HOOVER: You felt like you were under a microscope. 


MALLORY: Oh we certainly have been since day one. You know our growing pains have been public. 


HOOVER: Well I think I mean what you’re getting at sort of delicately is that there has been

 some controversy surrounding the women’s march in recent days. We’ll get to that.


MALLORY: Not just recent days, since the very beginning you know we faced controversy.


HOOVER: I’ll get to that but I want to just sort of looking back. 

what do you think it was that galvanized so many women across the country from so many different backgrounds and so many different places geographically to to move and to mobilize in such a short period of time?


MALLORY: You know I think people were sleeping in a way. I think people really did not understand what America was doing and how bad people were suffering in this country. And I think what happened was that there was this moment when like the curtains opened

 and everyone said oh my god there’s racism, there’s sexism, there’s Islamophobia, there’s all these different issues. And then people like oh my god like what have I been doing I haven’t necessarily been paying attention. And then you have people, people of color who were involved in a women’s 

march planning that were like. I mean we’ve been trying to say that this is a problem.


HOOVER: So as you look back now, since that first march, what can you say the women’s march has achieved?


MALLORY: You know I think the biggest thing 

and the thing that I’m most proud of is this idea that we were able to provide entry points for folks to get involved and to find their own voice.


HOOVER: How about the policy goals of the Women’s March.  What policy achievements do you feel that you’ve achieved?


MALLORY: So we’re in the process of releasing a policy agenda. And what I can tell you is that these goals are around some of the most marginalized and oppressed 

communities in our society. Issues that really are concerning to people who have really been off the radar. We’re trying to focus our attention there.


HOOVER: A stated goal is paid family leave. 


MALLORY: Paid family leave is extremely important to us. When you think about families and families be – having a sustainable income in this country that’s sort of like the foundation of everything.


HOOVER: totally


MALLORY: Paid family leave is a common goal that while I may come from a total different background I know this is something that we have to work on together.


HOOVER: A lot of people agree with that, including Ivanka Trump has been a huge proponent of paid family leave. Would the women’s march consider working with her to achieve that?

[Task instructions]: Write out the portion of the interview transcript that begins with the words containing "MALLORY: Oh we" and ends with "get to that.".

[Provided material]:
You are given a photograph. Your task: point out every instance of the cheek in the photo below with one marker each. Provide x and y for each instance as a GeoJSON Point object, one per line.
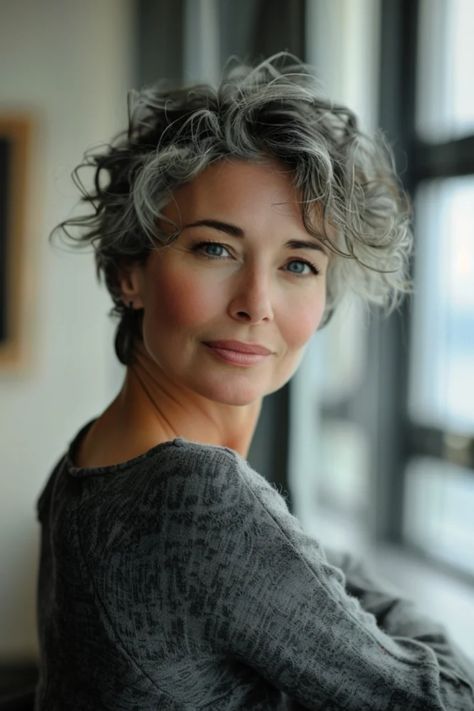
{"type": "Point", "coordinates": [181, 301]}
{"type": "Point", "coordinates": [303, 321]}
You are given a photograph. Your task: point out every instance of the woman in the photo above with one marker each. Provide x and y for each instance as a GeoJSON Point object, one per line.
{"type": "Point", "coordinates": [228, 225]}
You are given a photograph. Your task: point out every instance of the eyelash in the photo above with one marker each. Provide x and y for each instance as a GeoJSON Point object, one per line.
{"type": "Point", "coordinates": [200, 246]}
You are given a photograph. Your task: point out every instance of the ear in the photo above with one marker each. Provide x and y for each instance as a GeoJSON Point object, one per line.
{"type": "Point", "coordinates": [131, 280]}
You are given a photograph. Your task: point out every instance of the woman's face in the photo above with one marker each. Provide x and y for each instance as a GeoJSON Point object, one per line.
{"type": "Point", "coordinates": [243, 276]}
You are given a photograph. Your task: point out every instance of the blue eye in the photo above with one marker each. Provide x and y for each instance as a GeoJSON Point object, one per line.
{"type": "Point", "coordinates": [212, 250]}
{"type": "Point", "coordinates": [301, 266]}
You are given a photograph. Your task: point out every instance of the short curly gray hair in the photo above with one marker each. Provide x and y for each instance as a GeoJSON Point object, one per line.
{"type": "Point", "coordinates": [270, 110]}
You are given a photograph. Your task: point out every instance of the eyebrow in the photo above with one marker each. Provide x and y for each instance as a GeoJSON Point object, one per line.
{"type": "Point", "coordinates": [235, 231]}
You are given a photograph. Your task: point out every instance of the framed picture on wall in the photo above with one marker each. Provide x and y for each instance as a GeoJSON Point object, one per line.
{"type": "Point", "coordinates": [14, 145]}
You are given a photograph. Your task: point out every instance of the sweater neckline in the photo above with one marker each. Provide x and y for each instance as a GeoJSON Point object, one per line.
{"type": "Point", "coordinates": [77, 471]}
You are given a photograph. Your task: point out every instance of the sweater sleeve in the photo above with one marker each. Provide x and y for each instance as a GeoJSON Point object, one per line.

---

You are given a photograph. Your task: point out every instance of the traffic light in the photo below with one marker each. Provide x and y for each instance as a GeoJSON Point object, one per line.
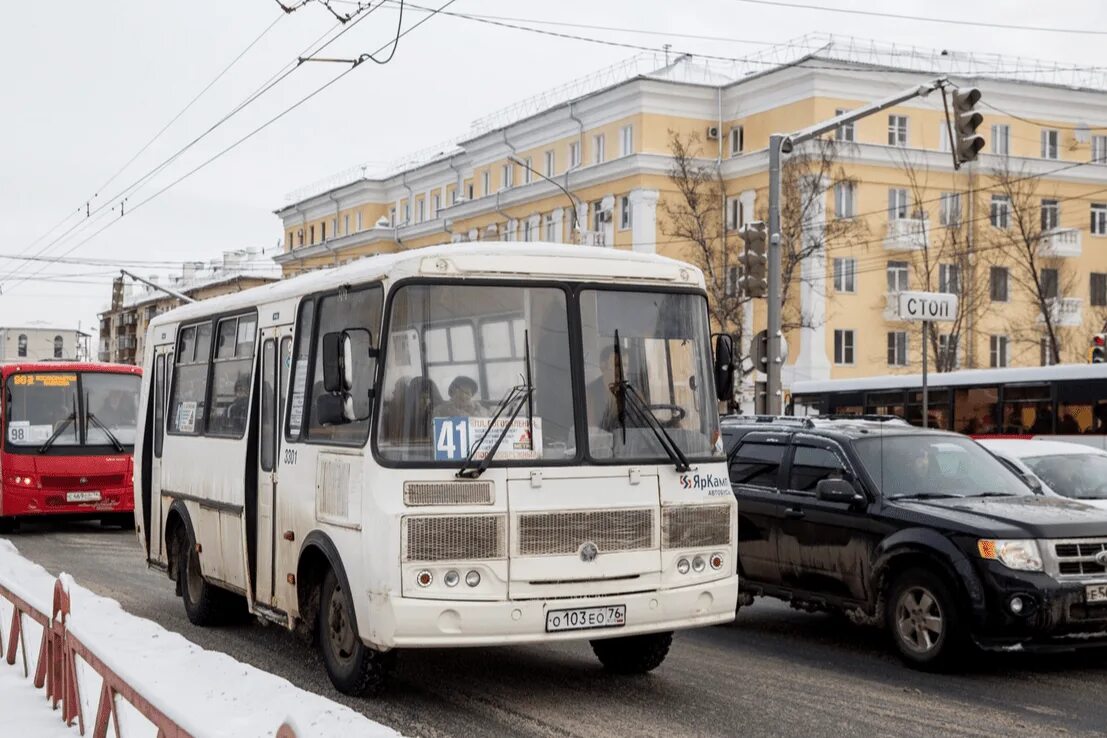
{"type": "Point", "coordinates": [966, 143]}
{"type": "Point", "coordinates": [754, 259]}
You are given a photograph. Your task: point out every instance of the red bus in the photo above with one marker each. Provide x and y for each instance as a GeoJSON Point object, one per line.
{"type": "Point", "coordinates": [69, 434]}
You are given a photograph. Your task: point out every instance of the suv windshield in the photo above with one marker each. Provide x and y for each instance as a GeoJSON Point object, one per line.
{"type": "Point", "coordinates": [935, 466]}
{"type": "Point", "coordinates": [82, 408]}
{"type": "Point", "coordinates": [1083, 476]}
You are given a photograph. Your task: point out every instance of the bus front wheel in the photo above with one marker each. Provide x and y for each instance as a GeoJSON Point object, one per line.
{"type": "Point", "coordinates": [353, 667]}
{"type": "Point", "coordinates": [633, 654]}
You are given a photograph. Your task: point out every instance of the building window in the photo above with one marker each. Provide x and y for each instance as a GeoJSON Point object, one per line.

...

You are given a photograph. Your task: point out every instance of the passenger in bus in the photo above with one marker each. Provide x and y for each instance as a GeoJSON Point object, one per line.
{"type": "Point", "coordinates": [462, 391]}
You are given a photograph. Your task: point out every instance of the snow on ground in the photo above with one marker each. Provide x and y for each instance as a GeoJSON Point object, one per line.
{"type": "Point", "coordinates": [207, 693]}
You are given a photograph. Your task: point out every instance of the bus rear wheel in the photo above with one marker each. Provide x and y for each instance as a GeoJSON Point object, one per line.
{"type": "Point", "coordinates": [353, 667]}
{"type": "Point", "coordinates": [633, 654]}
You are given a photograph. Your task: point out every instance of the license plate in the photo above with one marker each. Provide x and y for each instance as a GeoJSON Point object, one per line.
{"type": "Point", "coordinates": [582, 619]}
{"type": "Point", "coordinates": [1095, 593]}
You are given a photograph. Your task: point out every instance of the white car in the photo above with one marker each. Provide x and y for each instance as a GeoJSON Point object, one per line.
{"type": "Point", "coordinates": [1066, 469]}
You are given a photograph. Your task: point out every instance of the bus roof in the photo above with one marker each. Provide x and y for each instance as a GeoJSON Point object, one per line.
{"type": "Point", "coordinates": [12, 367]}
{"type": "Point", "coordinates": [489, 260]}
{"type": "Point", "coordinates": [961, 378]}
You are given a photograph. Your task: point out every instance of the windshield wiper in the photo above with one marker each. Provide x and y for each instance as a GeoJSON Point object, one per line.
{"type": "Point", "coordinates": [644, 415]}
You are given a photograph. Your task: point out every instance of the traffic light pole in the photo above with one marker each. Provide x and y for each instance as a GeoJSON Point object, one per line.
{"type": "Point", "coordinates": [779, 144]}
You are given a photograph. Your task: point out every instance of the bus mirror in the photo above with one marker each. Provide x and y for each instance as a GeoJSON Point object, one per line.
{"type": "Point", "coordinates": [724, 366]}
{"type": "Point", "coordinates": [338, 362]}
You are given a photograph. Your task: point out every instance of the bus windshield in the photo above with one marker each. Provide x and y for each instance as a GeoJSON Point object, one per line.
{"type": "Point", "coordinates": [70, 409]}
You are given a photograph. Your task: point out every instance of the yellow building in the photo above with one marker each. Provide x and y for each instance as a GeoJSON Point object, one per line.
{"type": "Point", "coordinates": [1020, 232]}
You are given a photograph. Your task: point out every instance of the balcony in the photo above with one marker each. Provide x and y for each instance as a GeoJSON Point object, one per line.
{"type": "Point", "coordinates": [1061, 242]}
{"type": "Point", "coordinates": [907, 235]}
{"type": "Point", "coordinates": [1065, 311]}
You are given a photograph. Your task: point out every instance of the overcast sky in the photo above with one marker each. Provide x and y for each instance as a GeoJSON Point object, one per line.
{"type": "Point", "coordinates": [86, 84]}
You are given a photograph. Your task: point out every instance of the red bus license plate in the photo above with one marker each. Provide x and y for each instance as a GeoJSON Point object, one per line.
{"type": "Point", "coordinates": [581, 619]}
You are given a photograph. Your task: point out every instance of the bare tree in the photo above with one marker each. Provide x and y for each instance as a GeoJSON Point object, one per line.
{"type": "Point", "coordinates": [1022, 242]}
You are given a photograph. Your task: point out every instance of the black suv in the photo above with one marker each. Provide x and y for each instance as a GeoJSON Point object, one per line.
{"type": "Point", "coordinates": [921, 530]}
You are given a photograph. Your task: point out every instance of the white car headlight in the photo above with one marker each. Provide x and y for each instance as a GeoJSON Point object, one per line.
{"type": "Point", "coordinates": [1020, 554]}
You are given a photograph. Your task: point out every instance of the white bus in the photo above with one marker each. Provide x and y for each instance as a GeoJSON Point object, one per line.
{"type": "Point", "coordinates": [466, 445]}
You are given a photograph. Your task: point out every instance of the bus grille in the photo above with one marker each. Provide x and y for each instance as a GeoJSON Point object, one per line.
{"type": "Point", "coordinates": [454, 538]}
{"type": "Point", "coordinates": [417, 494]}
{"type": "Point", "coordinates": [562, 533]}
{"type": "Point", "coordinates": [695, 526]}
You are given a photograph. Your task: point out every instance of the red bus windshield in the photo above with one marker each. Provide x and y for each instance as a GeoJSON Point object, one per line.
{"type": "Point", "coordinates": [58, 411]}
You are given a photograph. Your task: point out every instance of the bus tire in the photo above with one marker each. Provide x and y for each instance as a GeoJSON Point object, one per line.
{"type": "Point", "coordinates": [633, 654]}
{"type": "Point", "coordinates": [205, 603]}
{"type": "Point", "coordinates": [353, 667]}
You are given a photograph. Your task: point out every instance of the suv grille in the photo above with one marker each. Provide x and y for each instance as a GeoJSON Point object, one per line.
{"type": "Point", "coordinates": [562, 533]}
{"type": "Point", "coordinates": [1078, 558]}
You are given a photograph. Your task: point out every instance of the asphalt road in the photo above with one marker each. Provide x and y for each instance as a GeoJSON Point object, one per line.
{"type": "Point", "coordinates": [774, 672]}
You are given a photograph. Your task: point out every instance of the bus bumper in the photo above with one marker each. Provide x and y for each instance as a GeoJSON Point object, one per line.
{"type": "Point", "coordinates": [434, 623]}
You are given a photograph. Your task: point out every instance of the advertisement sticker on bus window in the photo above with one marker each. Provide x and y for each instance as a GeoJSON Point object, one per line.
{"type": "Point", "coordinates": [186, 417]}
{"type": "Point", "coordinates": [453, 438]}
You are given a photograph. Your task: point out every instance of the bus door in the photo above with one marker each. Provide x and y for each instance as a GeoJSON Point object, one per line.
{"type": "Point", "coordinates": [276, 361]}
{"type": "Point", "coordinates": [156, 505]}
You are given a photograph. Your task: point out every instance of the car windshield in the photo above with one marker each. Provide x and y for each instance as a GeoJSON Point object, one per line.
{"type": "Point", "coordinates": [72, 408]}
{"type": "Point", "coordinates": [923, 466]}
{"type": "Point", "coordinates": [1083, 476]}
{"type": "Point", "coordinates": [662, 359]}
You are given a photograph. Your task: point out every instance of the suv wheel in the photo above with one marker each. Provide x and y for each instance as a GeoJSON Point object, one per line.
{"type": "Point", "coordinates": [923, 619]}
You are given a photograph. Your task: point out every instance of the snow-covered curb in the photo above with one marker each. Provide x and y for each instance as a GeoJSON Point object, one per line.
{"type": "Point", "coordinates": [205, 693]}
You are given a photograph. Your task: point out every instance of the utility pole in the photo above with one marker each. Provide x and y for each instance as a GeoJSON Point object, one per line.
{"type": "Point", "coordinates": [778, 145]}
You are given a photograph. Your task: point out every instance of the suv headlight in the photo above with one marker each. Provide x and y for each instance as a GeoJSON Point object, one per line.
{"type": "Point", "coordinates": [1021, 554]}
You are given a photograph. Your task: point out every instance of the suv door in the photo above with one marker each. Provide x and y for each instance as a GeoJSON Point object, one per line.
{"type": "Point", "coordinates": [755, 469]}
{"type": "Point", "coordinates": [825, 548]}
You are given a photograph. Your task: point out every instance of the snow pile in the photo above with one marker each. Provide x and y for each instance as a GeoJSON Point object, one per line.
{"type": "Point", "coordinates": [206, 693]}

[Exercise output]:
MALLORY: Oh we certainly have been since day one. You know our growing pains have been public. 


HOOVER: Well I think I mean what you’re getting at sort of delicately is that there has been

 some controversy surrounding the women’s march in recent days. We’ll get to that.